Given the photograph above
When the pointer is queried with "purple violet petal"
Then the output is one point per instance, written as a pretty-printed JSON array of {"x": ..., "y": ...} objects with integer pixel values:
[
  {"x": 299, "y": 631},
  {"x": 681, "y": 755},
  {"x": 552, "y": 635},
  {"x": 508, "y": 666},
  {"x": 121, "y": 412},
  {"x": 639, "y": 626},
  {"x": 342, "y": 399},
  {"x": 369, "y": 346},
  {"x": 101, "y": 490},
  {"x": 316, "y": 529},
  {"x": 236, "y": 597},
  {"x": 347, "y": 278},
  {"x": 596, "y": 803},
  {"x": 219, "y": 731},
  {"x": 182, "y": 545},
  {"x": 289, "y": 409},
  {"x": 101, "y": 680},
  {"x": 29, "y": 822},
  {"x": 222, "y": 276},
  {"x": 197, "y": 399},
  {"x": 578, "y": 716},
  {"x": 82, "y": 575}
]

────────────────

An identical copy of the preceding records should be returned.

_Response box_
Given the photograph above
When the pointer is queried with "purple violet petal"
Then the output is one point per instance, written as a pretty-printed JSON array of {"x": ..., "y": ...} objects with integer pixel values:
[
  {"x": 299, "y": 631},
  {"x": 681, "y": 755},
  {"x": 552, "y": 635},
  {"x": 508, "y": 666},
  {"x": 121, "y": 412},
  {"x": 639, "y": 626},
  {"x": 342, "y": 399},
  {"x": 369, "y": 346},
  {"x": 101, "y": 490},
  {"x": 316, "y": 529},
  {"x": 236, "y": 597},
  {"x": 347, "y": 278},
  {"x": 596, "y": 803},
  {"x": 219, "y": 731},
  {"x": 182, "y": 545},
  {"x": 289, "y": 409},
  {"x": 101, "y": 680},
  {"x": 29, "y": 822},
  {"x": 222, "y": 276},
  {"x": 197, "y": 399},
  {"x": 578, "y": 716},
  {"x": 82, "y": 575}
]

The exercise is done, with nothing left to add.